[QUELLE]
Adventskalender #8

Huhu ihr Lieben,

heute zwar etwas später als gewohnt, aber das 8. Türchen ist bereit für euch.

Es gibt wieder zwei Leseproben für euch.

Ramonas macht den Anfang:

Textpassage Eve

Es war bereits vier Wochen her, dass Grace ihn mir überschrieben hatte. Daraufhin hatte sie mich noch zwei Wochen eingearbeitet und meinte dann nur noch, dass sie eine Weltreise gebucht habe. Weg war sie. Ihre letzte Tätigkeit war, mir einen Blumenlieferanten zu suchen, der, wie sie es ausdrückte, meinen Ansprüchen gerecht werden würde. Was auch immer sie damit meinte. Grace hatte bereits einige Gespräche mit ihm geführt und die Bestellungen rausgegeben. Heute sollte die erste Lieferung durch ihn erfolgen. Ich war gespannt, ob er auch so zuverlässig wäre wie Jakob. Mit Jakob war ich eigentlich immer sehr zufrieden. Er war etwas über sechzig Jahre alt, sehr nett, pünktlich, zuverlässig und belieferte das Geschäft nun bereits seit fünfundzwanzig Jahren. Nun gut, ich wollte mir nicht weiter den Kopf darüber zerbrechen, warum und weshalb Grace ihn durch einen anderen Lieferanten ersetzt hatte. Gerade als ich dabei war, meine Gedanken in eine andere Richtung zu lenken, hörte ich draußen ein lautes Krachen. Diesem Krachen folgte eine Reihe derber Flüche. Neugierig, wie ich halt war, lief ich in Richtung des Lärms. Vorsichtig schaute ich über die Glasfront hinaus. Was ich da sah, brachte mich zum Verzweifeln. Am

Straßenrand parkend stand der Lieferwagen des neuen Lieferanten und überall auf der Straße verteilt, lagen meine bestellten Blumen. Ich konnte es nicht glauben. Was hatte Grace sich dabei gedacht, mir solch einen Trampel zu besorgen? Ich rannte wutentbrannt nach draußen. »Was machen Sie denn da? Meine schönen Blumen. Das kann doch nicht wahr sein!« Den Tränen nahe sah ich den Lieferanten an. Dieser stand wie ein kleiner Junge vor mir. Man sah ihm genau an, dass er nach den richtigen Worten suchte. Plötzlich veränderte sich sein Gesichtsausdruck von unsicher zu frech. Mit einem verschmitzten Gesicht reichte er mir die Hand und stellte sich mir vor: »Ah … ähm Frau Martens, richtig? Ja, die Blumen hatten das Verlangen, noch etwas Auslauf zu erhalten, bevor sie in die engen Vasen gesteckt werden. Aber ich sammle jetzt alle wieder ein. Ich denke, die haben nun genug Auslauf gehabt!« Kaum ausgesprochen, ließ er meine Hand los, sammelte die Blumen sorgsam ein und trug sie in meinen Laden. Während das alles geschah, stand ich wie angewurzelt da, mit offenem Mund und war sprachlos. Ist das eben wirklich passiert? Will der mich auf den Arm nehmen?

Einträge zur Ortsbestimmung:
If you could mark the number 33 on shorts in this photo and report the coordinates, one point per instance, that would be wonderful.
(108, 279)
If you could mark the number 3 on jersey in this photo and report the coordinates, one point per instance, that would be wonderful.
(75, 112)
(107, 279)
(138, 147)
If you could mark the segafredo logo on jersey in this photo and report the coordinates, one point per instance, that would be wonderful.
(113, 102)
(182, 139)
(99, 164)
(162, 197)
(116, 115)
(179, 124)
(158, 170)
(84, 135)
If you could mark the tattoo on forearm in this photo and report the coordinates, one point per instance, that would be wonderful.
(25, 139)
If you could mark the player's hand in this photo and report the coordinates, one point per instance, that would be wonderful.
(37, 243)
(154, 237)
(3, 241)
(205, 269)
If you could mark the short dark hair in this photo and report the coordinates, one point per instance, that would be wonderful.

[AUFGABEN]
1. Prüfen Sie, ob die Aussagen (a) bis (c) mit dem Beitrag übereinstimmen. Antworten Sie jeweils mit Ja oder Nein und zitieren Sie die entscheidende Stelle wörtlich.
(a) Grace hat nach der Einarbeitung eine Weltreise gebucht.
(b) Jakob belieferte das Geschäft seit zehn Jahren.
(c) Der Lieferant ließ die Blumen auf der Straße liegen.
2. Schreiben Sie aus dem Beitrag alles von „Adventskalender #8“ bis hinunter zu „Leseproben für euch.“ genau ab.
Stützen Sie sich ausschließlich auf den Beitrag.

[LÖSUNGEN]
1.
(a) Ja: „Daraufhin hatte sie mich noch zwei Wochen eingearbeitet und meinte dann nur noch, dass sie eine Weltreise gebucht habe.“
(b) Nein: „belieferte das Geschäft nun bereits seit fünfundzwanzig Jahren“
(c) Nein: „sammelte die Blumen sorgsam ein und trug sie in meinen Laden“

2.
Adventskalender #8

Huhu ihr Lieben,

heute zwar etwas später als gewohnt, aber das 8. Türchen ist bereit für euch.

Es gibt wieder zwei Leseproben für euch.